### TEXT BLOCK
═══
American astrophysicist (1934–2013)

Donat G. Wentzel (June 25, 1934 – February 20, 2013) was an American astrophysicist. He is best known as astronomy educator of undergraduates, graduates, and young researchers.

A graduate of the University of Chicago, he established himself in plasma astrophysics, working on cosmic magnetism and electrical currents flowing both between the stars and on the Sun. His outstanding contribution was on Alfven waves driven by cosmic rays and the emission processes of solar flares at radio waves. His book on the “Restless Sun,” written for undergraduates, was named Book of the Year by the Astronomical Society of the Pacific in 1989. Wentzel received 2003 the George Van Biesbroeck Prize. His nomination reads: "For outstanding and sustained contributions during three decades to astronomy education in this country."
═══
### LISTED RECORDS
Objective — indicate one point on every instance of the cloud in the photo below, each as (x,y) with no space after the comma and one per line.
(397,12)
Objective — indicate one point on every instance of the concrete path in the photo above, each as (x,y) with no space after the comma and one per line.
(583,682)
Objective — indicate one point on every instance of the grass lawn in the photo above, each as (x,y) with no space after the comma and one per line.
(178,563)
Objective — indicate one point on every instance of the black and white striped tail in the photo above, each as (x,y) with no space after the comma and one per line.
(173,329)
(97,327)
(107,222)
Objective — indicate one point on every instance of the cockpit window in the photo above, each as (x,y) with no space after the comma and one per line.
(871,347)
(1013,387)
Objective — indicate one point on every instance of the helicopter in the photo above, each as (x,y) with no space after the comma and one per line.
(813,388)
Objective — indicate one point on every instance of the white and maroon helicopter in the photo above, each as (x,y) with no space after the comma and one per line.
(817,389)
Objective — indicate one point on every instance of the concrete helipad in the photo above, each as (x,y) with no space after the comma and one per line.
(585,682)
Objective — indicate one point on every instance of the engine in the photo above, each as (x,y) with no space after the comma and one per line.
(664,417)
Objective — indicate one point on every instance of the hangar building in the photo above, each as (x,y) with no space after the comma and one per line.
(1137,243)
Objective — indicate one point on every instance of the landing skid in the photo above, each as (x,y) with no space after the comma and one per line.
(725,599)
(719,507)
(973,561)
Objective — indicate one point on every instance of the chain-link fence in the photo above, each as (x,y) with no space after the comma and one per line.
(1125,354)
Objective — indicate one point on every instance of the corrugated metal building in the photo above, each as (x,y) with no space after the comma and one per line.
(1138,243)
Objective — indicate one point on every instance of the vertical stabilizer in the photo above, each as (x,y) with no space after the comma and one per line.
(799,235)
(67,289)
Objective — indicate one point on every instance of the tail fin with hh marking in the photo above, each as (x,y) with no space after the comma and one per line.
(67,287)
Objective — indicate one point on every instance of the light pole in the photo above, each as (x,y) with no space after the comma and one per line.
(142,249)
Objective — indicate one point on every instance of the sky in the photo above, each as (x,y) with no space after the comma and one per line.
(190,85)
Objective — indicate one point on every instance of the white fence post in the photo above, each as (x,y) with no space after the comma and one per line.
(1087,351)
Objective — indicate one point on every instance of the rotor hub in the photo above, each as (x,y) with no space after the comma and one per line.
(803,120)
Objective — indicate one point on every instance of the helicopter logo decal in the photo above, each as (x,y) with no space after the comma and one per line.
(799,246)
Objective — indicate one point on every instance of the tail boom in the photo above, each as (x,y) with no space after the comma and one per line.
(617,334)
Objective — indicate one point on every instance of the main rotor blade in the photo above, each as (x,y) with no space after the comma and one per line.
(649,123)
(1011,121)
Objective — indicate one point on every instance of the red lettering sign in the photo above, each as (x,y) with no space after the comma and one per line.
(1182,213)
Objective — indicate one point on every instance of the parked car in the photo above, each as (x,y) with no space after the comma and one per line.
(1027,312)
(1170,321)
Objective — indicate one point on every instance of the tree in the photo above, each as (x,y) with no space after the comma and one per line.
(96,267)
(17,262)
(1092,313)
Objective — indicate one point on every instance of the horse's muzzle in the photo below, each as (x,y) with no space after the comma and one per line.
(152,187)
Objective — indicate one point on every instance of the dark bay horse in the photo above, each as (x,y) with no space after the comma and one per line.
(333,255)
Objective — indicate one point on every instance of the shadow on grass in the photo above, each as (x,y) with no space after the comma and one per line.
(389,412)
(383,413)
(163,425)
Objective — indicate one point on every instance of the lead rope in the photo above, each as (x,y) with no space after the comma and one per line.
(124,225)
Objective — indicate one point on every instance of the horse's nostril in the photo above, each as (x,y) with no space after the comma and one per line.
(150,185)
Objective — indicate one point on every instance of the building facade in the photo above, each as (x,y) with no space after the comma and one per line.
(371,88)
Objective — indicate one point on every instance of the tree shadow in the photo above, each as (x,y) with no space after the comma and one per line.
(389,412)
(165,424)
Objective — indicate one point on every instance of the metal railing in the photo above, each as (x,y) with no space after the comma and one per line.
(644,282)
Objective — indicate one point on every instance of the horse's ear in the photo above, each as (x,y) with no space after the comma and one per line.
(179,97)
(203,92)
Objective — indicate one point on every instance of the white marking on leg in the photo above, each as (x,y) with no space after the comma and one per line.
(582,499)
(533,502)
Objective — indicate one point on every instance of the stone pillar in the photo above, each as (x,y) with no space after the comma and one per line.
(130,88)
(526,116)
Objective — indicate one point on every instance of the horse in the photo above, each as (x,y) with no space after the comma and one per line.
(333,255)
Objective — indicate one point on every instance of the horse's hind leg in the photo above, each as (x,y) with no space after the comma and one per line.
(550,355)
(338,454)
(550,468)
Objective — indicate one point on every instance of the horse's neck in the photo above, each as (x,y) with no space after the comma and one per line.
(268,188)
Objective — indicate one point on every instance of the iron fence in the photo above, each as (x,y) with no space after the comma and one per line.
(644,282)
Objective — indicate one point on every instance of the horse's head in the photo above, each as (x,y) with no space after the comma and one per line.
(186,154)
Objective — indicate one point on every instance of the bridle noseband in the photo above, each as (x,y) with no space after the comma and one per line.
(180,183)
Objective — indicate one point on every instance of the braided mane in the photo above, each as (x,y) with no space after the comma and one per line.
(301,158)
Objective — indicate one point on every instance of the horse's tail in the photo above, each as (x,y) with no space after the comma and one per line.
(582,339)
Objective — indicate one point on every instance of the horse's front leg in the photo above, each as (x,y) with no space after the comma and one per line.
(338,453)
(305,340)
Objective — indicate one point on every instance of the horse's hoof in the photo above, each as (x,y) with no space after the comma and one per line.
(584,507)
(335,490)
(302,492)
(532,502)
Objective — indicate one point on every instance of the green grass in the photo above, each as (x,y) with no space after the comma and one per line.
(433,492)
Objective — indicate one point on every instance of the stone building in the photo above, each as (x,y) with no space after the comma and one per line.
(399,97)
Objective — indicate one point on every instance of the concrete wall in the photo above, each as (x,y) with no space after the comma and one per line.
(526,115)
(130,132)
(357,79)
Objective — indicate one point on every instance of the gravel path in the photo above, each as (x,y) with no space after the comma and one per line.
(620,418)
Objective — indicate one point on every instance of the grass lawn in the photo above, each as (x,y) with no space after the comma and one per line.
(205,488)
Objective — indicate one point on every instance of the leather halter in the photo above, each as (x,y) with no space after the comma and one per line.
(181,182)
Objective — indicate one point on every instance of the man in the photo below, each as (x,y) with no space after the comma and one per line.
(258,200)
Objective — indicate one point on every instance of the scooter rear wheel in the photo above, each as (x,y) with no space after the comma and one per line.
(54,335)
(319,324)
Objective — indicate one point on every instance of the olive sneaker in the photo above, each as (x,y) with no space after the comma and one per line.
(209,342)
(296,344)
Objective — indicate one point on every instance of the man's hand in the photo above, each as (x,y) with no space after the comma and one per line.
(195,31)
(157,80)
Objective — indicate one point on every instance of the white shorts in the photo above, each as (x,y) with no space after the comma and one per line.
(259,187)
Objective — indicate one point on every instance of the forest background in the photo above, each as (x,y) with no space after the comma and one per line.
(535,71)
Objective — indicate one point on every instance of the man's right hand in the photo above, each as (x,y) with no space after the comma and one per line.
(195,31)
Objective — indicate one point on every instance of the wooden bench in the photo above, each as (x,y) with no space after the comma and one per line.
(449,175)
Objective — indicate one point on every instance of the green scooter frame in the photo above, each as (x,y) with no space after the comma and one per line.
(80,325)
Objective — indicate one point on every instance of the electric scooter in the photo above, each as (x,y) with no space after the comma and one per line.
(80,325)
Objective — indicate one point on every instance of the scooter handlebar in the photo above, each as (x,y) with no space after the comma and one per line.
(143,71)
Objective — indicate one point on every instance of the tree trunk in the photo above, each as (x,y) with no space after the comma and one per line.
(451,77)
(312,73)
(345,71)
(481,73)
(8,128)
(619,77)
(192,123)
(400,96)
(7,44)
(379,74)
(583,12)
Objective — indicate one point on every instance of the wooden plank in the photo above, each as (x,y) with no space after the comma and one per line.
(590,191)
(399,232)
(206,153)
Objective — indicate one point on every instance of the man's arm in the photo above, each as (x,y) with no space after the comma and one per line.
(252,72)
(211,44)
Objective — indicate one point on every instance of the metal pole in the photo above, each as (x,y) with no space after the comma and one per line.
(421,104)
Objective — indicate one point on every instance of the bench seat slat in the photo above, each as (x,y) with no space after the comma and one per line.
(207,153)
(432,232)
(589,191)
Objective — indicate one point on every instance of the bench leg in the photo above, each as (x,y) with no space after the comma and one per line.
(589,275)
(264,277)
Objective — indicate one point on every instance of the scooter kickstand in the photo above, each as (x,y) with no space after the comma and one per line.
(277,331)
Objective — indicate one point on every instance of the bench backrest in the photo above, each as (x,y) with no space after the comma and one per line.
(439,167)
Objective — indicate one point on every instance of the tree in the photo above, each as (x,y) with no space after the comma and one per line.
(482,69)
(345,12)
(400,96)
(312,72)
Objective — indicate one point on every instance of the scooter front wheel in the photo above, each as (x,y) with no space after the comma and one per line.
═══
### PROBLEM SET
(a) In the text about Donat G. Wentzel, which organization named his book on the "Restless Sun" Book of the Year?
(b) Supply what comes next in the text about Donat G. Wentzel, starting after its last sentence.
The rows can be set aside; nothing here depends on them.

### RESULTS
(a) The Astronomical Society of the Pacific

(b)
==Life and education==
Donat Wentzel was born in Zürich, Switzerland, as the only child of Anny and Gregor Wentzel. In 1948 the family moved to Chicago, where Donat Wentzel received the rest of his schooling up to the Ph.D. 1959 he married Maria Mayer, the daughter of Maria Goeppert Mayer. They are survived by one daughter.

==Teaching==
Wentzel developed an astronomy course for college students who would not be majoring in a science. This course at one time attracted over 3000 students per year at the University of Maryland. As part of this course, he developed student activities based on astronomical photographs. He stimulated similar courses nationally and internationally, supporting the teaching of astronomy as a medium for science education in scientifically developing countries. On behalf of the International Astronomical Union, he organized and/or participated as faculty of eight International Schools for Young Astronomers, supervised a visiting-lecturer program in Peru and Paraguay, and helped to develop astronomy in China, Egypt, India, Indonesia, Vietnam, Iran, Morocco, Central America, Malaysia, Romania, Sri Lanka, and the Philippines. In 1975 Wentzel received the Teaching of Science award by the Washington Academy of Sciences.